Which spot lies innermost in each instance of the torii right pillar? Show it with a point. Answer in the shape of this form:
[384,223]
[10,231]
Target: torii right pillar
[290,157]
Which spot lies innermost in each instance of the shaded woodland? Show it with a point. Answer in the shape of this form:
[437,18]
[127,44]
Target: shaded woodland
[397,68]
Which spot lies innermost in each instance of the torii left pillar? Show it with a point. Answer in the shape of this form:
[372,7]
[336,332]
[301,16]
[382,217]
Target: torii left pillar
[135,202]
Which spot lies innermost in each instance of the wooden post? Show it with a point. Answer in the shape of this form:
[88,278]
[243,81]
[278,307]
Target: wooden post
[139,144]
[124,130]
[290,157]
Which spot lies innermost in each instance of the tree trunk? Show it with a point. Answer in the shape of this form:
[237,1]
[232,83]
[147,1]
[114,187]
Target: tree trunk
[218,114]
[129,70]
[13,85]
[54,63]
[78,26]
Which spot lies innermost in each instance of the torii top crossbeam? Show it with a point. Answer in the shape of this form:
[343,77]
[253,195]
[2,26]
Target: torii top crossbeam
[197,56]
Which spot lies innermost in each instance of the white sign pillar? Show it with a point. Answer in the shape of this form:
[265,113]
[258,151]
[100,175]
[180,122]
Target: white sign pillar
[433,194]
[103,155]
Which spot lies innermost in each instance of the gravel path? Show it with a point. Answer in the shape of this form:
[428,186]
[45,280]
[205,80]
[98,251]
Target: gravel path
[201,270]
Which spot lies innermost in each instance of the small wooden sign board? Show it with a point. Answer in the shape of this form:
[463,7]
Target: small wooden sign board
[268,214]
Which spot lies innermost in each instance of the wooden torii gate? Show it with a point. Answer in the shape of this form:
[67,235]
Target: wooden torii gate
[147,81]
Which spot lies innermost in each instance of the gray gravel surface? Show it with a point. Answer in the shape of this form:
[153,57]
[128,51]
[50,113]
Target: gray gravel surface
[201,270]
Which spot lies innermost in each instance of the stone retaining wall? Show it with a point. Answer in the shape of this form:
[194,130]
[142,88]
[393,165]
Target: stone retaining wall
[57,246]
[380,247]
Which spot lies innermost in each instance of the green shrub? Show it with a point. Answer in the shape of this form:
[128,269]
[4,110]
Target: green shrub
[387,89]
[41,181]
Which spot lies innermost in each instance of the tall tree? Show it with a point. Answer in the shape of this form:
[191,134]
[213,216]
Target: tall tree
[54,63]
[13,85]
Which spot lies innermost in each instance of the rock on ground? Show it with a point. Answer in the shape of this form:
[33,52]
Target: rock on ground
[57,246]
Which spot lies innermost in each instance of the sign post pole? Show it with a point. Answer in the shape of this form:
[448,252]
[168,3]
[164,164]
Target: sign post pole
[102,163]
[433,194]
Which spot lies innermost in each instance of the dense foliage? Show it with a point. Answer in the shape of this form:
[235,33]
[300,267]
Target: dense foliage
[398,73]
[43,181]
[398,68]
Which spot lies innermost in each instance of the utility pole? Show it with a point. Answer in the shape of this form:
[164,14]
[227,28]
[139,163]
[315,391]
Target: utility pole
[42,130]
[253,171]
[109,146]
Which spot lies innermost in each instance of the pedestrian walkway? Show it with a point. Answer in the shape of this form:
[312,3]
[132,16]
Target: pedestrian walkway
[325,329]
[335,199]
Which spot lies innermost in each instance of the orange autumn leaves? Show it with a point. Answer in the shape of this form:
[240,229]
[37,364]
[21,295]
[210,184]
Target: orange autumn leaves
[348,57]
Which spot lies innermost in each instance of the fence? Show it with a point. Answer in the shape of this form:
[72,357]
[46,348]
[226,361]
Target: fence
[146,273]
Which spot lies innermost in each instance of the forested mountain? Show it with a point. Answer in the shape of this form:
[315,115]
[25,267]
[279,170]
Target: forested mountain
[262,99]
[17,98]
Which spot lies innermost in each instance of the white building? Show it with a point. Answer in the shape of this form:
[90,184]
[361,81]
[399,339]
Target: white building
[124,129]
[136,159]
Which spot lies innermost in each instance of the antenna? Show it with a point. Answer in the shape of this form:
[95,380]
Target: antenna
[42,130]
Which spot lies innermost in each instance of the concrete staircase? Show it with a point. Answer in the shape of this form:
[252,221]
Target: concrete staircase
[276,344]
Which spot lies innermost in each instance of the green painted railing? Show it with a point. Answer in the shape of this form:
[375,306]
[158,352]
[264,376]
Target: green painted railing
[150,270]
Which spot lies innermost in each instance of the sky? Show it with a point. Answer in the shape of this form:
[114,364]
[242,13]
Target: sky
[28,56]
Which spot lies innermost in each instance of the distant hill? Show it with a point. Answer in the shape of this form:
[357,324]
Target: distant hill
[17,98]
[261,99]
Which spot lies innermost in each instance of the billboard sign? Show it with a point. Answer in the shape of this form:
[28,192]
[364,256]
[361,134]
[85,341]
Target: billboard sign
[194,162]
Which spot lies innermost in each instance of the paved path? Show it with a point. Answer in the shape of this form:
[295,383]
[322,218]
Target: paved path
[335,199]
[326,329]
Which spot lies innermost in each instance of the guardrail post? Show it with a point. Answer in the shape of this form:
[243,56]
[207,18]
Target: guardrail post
● ● ● ● ● ● ●
#### Activity:
A complete, exact transcription of the data above is the required answer.

#### Exercise response:
Which spot lies innermost in each instance of the torii right pillar? Show it with a point. Answer in the shape of this form:
[384,223]
[10,231]
Target: torii right pillar
[290,157]
Which spot lies innermost in each instance of the shaded woodland? Show it with a point. Answer in the shape of this form:
[437,18]
[127,44]
Target: shaded woodland
[397,68]
Which spot lies innermost in each instance of the torii left pillar? Show it with a point. Answer in the shape of this form:
[372,7]
[336,332]
[301,16]
[382,217]
Target: torii left pillar
[135,202]
Which spot lies innermost in each instance of the wooden post? Show it with a point. Answer in the shape of this form:
[88,278]
[243,81]
[278,307]
Target: wooden post
[139,144]
[124,130]
[290,157]
Which spot lies innermost in each instance of the tree trunk? Show it with a point. Answer in the shape of this form:
[237,1]
[232,83]
[147,1]
[114,187]
Target: tree trunk
[218,114]
[129,70]
[13,85]
[54,63]
[78,26]
Which spot lies innermost in each instance of the torii top crossbeam? Show it with a point. Answer in the shape of this form:
[343,77]
[253,195]
[2,26]
Target: torii top crossbeam
[197,56]
Which spot lies innermost in each instance of the white sign pillar? Show it with a point. Answer in the shape of this form:
[265,113]
[258,151]
[100,175]
[180,122]
Target: white sign pillar
[433,194]
[103,155]
Which spot lies innermost in each instance of the gravel path? Show it with a point. Answer in the shape of this form:
[428,186]
[45,280]
[205,80]
[98,251]
Target: gravel path
[201,270]
Which spot lies innermost in each instance of the small wooden sign board? Show it with a point. Answer in the shape of this form:
[463,7]
Target: small wooden sign board
[268,214]
Which spot lies innermost in each instance of the wooden torii gate? Show it with a point. Answer in the shape of this form:
[67,235]
Target: wooden torii gate
[147,81]
Which spot lies innermost in each instance of the gray gravel surface? Show it with a point. Answer in the shape of this form:
[153,57]
[128,51]
[50,113]
Target: gray gravel surface
[201,270]
Which spot lies innermost in each instance of the stone retaining wall? Show it with a point. Answer in the shape of this form:
[194,130]
[142,88]
[393,165]
Target: stone retaining wall
[57,246]
[380,247]
Which spot lies innermost in each instance of the green shrub? Show it with a point. Answer in the shape of this form:
[128,269]
[4,110]
Target: green shrub
[387,89]
[41,181]
Which spot lies innermost in each instance of the tall tree? Show it with a point. Answer in the shape of this form:
[191,134]
[213,216]
Target: tall tree
[54,63]
[13,85]
Which spot lies innermost in each instance of the rock on ground? Show it with a point. Answer in the shape of this form:
[33,52]
Target: rock on ground
[57,246]
Which spot lies innermost in each instance of the sign post pole? Show it with a point. Answer in the shape of this form:
[448,252]
[168,3]
[164,164]
Target: sign post pole
[102,163]
[433,194]
Which spot lies innermost in each instance of the dense foliage? Show it with a point. Answer in the shape of this form:
[235,33]
[300,267]
Target: dense foliage
[398,73]
[43,181]
[398,68]
Which spot lies innermost in each instance of the utility pole? Show it with a point. Answer in the shape of this form:
[164,14]
[227,28]
[139,163]
[315,391]
Target: utility pole
[42,130]
[253,171]
[109,146]
Which spot lies innermost in each instance of the pedestrian walkway? Show it with a point. Answer in the shape of this form:
[312,3]
[132,16]
Target: pedestrian walkway
[325,329]
[335,199]
Which spot lies innermost in each instance of the orange autumn leaves? Show it with a point. Answer in the shape of this form:
[240,229]
[37,364]
[21,295]
[210,184]
Target: orange autumn leaves
[348,57]
Which spot lies innermost in each instance of the fence? Show it with a point. Answer in the shape of this form:
[72,357]
[46,348]
[226,361]
Target: fence
[146,273]
Which spot lies innermost in each instance of the forested mountain? Show it with a point. Answer in the shape of this form:
[315,115]
[25,267]
[279,170]
Target: forested mountain
[262,99]
[17,98]
Which spot lies innermost in each instance of the white building? Show it with a point. Answer in the shape of this form:
[90,184]
[361,81]
[399,339]
Target: white building
[124,129]
[136,159]
Which spot lies innermost in each instance of the antenna? Show it with a point. Answer in the shape of this form:
[95,380]
Target: antenna
[42,130]
Which spot lies innermost in each instance of the concrete staircase? Show it with a point. Answer in the shape of this form:
[252,221]
Target: concrete staircase
[276,344]
Which spot lies innermost in each instance of the green painted railing? Show it with a point. Answer in the shape of this form:
[375,306]
[158,352]
[264,376]
Target: green painted railing
[150,270]
Which spot lies innermost in each instance of the sky? Show it with a point. Answer in the shape of this form:
[114,364]
[242,13]
Target: sky
[28,56]
Which spot lies innermost in each instance of the distant hill? Show it with a point. Answer in the shape of this form:
[357,324]
Target: distant hill
[17,98]
[261,99]
Which spot lies innermost in each instance of the billboard sign? Show it with a point. Answer in the shape of this form:
[28,192]
[364,256]
[361,134]
[85,341]
Target: billboard sign
[194,162]
Which spot lies innermost in each instance of the paved path? Show it with a point. Answer in the shape of this form:
[295,383]
[322,218]
Target: paved path
[335,199]
[326,329]
Which spot lies innermost in each instance of the guardrail post? Show it with a point. Answer in the shape of this form:
[243,56]
[207,18]
Target: guardrail post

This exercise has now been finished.